Background

Programs run on computers by having the hardware (or system software) execute basic operations called instructions. Many languages (such as Java) represent the program to be executed as byte codes which are very similar to machine instructions. In this assignment, you will build an interpreter for a simple machine language.

At their lowest level, computers operate by manipulating information stored in registers and memory. Registers and memory are like variables in C or Java; in fact inside the computer that is how variables get stored. In addition to data, memory also stores the instructions to execute. The basic operation of a computer is to read an instruction from memory, execute it and then move to the instruction stored in the next memory location. Typical instructions will read one or more values (called operands) from memory and produce a result into another register or memory location. For example, an instruction might add the values stored in two registers, R3 and R4 and then store the result in the register R5. Other instructions might just move data from one place to another (between registers or between a register and a memory location). A final type of instruction, called a branch instruction, is used to change what instruction is executed next (to allow executing if and looping statements).

The Simulated Computer

The simulated computer has a memory that contains 2¹⁶ (65,536) words of memory, each 32 bits long.

In addition to memory, the computer has 16 registers that can be used to hold values. Two of the registers are special. R0 is hardwired to 0 and writing to it is legal, but doesn’t change it, but reading from it returns 0. R1 is the “Program Counter” and always contains the address of the next instruction to execute. R1 can be read like a normal register, but can only be modified using special instructions (Branch and Bnn), any other attempt to modify it is an Invalid Instruction (including as the register₁ value of Branch) R2-R15 are General Purpose Registers, and can be read or written.

Description of instructions

Load <register₁> <memory>

Copies the value stored in the memory location <memory> into the register location <register₁> (opcode 1, register₂ is “0”)

Load <register₁> #<number>

Copies the supplied number #<number> into the register location <register₁>. For example: “Load R3 #44” copies 44 into R3. (opcode 1, register₂ is “1”)

Note that for load instructions, any value other than 0 or 1 in register₂makes the instruction invalid.

Move <register₁> <register₂>

Copies the value stored in <register₂> into <register₁> (opcode 2)

Store <register₁> <memory>

Copies the value stored in <register₁> into memory location <memory> (opcode 3)

Add <register₁> <register₂> <register₃>

Adds the value stored in <register₁> to the value stored in <register₂> and stores the result into <register₃> (opcode 4)

Halt

Terminates execution of the machine. (opcode 5)

Negate <register₁>

Negates the value stored in <register₁> (i.e. 1 becomes –1), (opcode 6)

▶ **SET EXERCISE**
Please write the next part of the simulated-computer assignment, starting right after its last line. The data has no role in what you're asked to do here.

▶ **SOURCE DATA**
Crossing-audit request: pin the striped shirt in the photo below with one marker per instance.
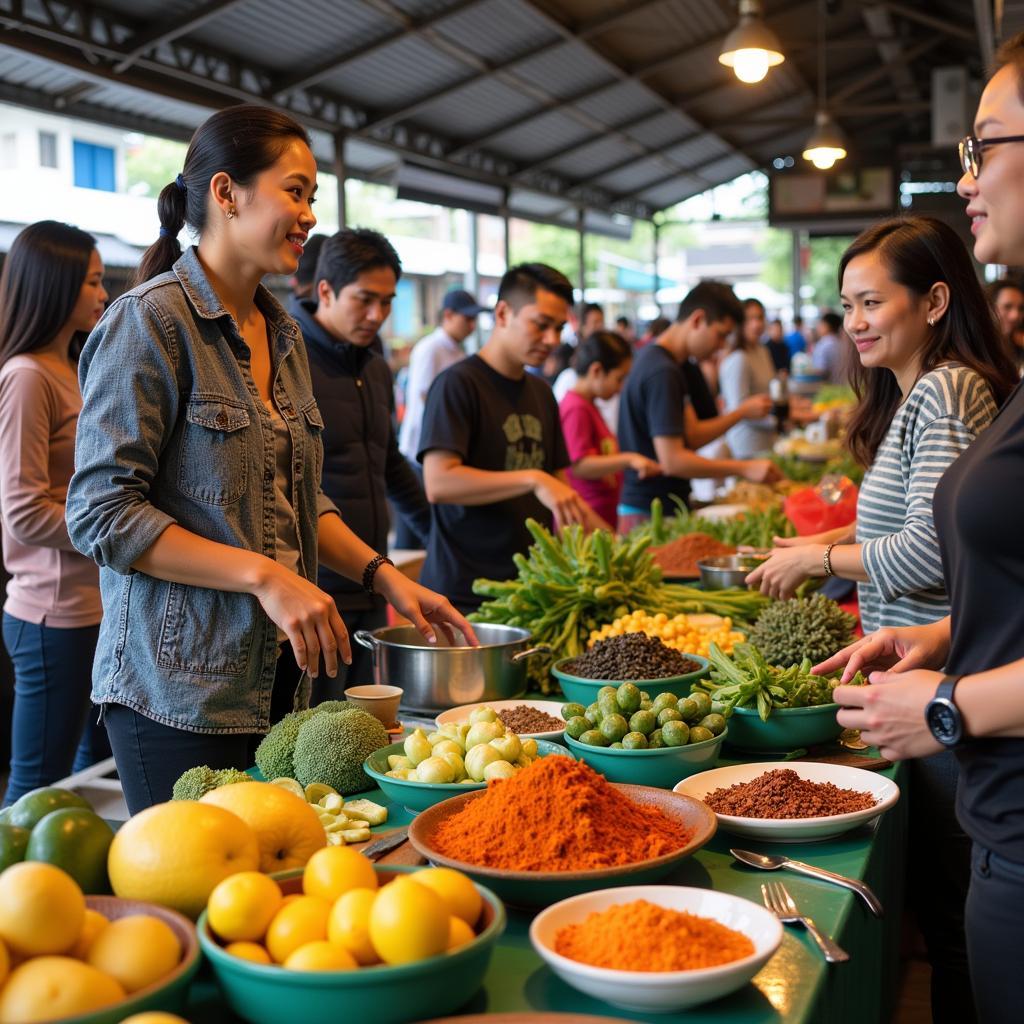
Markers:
(946, 410)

▶ **SOLVED PROBLEM**
Branch <register₁> <register₂> <memory>

Stores the current value of R1 (program counter) into <register₁>, Sets the value of R1 (program counter) to <register₂>plus the value of the <memory> field. (opcode 7)

Bnn <register₁> <memory>

If the value stored in <register₁> is non-negative (i.e. >= 0), change the program counter (next instruction to execute) to execute the instruction stored in <memory> next (opcode 8)

Input <register₁>

Read an integer from standard input, and store the value in <register₁> (opcode 10)

Output <register₁>

Write the integer value stored in <register₁> to standard output (opcode 11)

Instruction Format

In the computer, instructions are stored in memory locations just like data. However, each bit of the memory location is used to identify different parts of the instruction. The first 4 bits indicate which instruction is stored (called an opcode, listed above after each instruction type). For example, a load instruction is op code 1 so 0001₂ would be stored in the 4 bits of the opcode. The next three parts of the instruction store the number of the registers to be used. For example, if a load instruction was trying to load something into R5, it would have 0101₂ stored in Register₁ field. The final part of the instruction is the Memory location field. This field is 16 bits long and can describe any of the 65,536 memory locations in the computer. Not all instructions use all of the fields. For example, the load instruction does not used Register₂ or Register₃. The following figure shows the layout of a memory location storing an instruction.

Purpose	Opcode	Register₁	Register₂	Register₃	Memory
Size (bits)	4	4	4	4	16

The Assignment

In the first part of this assignment, you will write a function that, when passed a structure describing an instruction, will print out the instruction in a format that is easier for humans to read.

1) Print out the instruction names as listed above.

2) Registers are printed as an ‘R’ followed by the register number.

3) Memory addresses are printed in decimal notation.

4) Print a single space between each opcode and operand.

5) Use a “switch” statement, based on the opcodes listed above, to figure out what instruction to print.

6) Use the printf function to do the printing. You should not print a newline character.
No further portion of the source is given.